Request :: Emit the line that holds "of the concrete" and all lines following it through the end of the data, verbatim, and nothing else.

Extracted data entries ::
+ + + +

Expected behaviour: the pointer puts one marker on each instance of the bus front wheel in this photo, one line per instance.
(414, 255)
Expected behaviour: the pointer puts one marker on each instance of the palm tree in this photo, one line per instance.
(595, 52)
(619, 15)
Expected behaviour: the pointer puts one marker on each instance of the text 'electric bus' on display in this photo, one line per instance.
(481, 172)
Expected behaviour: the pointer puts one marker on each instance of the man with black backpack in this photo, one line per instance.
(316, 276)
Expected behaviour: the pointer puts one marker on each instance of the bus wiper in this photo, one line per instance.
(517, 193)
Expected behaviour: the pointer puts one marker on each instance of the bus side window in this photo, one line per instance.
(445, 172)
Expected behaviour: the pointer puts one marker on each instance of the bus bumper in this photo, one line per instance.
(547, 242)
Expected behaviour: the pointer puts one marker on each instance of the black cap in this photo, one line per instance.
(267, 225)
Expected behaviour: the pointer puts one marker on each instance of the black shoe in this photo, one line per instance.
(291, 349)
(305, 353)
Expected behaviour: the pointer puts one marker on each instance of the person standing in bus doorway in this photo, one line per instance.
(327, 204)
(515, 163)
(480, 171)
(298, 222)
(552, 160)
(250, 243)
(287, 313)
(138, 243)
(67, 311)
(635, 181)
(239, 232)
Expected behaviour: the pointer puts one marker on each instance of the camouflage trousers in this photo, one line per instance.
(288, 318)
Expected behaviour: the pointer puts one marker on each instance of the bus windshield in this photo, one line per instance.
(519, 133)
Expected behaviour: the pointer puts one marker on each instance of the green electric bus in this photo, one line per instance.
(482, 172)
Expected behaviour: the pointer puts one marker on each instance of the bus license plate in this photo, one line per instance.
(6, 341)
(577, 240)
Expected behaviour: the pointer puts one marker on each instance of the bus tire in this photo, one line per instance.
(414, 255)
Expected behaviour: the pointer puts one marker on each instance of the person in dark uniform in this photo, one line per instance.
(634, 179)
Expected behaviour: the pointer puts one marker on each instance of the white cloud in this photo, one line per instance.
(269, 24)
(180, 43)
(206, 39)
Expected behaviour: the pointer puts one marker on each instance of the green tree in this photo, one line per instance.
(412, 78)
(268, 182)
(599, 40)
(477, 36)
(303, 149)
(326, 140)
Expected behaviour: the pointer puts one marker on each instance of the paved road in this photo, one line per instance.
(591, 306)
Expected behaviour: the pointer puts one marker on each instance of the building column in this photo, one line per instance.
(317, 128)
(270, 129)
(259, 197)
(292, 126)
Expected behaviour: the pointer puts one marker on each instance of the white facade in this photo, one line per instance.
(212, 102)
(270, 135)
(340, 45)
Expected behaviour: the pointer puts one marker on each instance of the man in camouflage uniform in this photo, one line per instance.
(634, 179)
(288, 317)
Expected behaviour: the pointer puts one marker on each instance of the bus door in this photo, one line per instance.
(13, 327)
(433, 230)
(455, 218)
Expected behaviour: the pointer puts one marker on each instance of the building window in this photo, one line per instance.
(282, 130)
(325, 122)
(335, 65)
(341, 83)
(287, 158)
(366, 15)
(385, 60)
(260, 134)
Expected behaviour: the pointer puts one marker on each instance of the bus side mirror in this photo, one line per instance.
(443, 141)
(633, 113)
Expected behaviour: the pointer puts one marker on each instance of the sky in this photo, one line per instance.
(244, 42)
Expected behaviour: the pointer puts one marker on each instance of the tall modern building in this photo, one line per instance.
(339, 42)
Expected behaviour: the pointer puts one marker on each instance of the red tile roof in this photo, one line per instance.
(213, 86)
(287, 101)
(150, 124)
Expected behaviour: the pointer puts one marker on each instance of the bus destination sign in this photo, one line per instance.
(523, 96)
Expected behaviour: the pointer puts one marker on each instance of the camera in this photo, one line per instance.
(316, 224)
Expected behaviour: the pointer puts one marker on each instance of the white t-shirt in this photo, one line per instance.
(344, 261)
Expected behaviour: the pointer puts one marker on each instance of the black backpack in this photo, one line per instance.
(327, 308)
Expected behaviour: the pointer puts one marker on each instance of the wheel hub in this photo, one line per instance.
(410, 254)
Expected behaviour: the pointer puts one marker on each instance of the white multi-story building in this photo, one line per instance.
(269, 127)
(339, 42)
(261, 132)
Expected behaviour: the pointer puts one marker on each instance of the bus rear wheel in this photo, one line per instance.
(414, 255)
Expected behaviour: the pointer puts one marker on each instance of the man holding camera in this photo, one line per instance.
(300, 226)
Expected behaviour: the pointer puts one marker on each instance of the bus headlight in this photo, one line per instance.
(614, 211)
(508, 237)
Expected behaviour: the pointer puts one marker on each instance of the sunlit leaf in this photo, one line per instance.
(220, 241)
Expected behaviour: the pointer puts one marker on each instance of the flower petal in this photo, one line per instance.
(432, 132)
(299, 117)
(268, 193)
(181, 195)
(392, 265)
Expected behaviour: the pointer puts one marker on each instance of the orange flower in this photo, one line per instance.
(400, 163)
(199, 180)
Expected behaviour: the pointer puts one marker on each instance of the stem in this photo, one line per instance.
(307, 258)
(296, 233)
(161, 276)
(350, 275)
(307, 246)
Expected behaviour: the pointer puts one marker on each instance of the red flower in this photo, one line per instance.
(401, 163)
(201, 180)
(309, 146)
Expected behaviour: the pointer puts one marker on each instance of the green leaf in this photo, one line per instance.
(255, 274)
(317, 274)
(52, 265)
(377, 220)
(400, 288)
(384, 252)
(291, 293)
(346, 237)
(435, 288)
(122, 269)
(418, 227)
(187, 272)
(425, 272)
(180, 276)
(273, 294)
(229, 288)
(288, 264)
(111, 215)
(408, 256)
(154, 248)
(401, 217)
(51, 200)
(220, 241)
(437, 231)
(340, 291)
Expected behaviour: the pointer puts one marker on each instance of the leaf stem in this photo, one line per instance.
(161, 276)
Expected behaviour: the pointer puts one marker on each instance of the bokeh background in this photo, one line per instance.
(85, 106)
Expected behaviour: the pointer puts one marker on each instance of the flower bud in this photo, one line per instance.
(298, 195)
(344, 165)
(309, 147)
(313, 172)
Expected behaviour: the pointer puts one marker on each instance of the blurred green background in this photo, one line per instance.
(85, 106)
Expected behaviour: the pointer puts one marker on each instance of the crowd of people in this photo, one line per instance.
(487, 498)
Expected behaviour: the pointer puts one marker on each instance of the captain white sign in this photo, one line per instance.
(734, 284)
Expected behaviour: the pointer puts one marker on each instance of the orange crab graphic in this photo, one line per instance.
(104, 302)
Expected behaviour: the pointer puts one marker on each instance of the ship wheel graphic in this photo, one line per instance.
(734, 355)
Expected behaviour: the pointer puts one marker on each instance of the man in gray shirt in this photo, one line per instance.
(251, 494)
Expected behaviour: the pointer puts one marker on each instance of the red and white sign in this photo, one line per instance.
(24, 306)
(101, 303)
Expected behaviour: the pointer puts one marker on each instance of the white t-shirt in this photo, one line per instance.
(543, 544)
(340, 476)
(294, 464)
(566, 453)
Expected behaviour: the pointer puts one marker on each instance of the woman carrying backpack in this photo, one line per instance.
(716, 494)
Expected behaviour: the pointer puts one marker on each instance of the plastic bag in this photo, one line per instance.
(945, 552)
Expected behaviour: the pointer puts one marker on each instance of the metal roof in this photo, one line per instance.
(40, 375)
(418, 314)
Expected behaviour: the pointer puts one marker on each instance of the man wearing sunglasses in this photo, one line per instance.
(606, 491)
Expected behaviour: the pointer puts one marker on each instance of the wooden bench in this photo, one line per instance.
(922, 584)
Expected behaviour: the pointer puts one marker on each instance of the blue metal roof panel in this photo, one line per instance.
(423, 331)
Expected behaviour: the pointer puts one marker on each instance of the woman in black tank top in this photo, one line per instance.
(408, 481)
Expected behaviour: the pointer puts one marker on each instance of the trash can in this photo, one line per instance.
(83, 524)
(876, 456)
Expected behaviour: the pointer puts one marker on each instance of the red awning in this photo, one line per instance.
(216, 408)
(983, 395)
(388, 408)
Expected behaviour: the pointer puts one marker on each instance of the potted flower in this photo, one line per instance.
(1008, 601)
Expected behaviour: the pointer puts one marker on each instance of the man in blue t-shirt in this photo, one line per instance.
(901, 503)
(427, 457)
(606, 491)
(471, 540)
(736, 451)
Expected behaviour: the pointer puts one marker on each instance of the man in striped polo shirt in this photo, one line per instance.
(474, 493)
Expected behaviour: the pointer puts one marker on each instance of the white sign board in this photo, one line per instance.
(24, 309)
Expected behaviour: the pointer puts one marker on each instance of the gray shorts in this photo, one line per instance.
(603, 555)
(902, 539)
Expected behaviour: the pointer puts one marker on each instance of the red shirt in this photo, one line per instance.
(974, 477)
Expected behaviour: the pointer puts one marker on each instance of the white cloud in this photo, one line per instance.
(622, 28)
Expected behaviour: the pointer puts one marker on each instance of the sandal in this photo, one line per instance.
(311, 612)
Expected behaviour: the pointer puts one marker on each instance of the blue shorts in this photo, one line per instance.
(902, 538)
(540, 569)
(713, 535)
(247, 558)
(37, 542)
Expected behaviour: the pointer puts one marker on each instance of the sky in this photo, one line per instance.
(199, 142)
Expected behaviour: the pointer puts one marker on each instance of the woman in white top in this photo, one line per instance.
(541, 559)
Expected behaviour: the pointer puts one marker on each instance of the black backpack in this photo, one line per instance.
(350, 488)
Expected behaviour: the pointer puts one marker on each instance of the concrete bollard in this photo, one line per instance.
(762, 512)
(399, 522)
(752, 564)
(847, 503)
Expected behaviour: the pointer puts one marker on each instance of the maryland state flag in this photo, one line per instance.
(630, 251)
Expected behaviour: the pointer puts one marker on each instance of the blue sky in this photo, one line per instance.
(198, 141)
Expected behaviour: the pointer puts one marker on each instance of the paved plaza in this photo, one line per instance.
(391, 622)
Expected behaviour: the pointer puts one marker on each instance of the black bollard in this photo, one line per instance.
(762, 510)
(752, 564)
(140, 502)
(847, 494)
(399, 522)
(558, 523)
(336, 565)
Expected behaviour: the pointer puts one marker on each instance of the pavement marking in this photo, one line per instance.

+ + + +

Result ::
Expected behaviour: the pointer puts one marker on each instance of the concrete bollard in this photo, one line per instance.
(762, 512)
(399, 522)
(752, 564)
(847, 503)
Expected behaviour: the pointer puts one marker on each instance of the maryland state flag in this photo, one line per instance.
(630, 251)
Expected behaviour: the pointer puts one marker on each instance of the blue sky in this photo, one line per instance.
(198, 141)
Expected behaviour: the pointer puts one marker on each instance of the paved plaza in this photo, one line per instance.
(391, 622)
Expected behaviour: the pointer puts one marker on each instance of the black bollard in this photo, one line per instance.
(762, 510)
(752, 564)
(140, 502)
(847, 494)
(399, 522)
(558, 523)
(336, 565)
Expected behaviour: the pointer puts one marker on each instance of the pavement marking in this photo, one line per instance.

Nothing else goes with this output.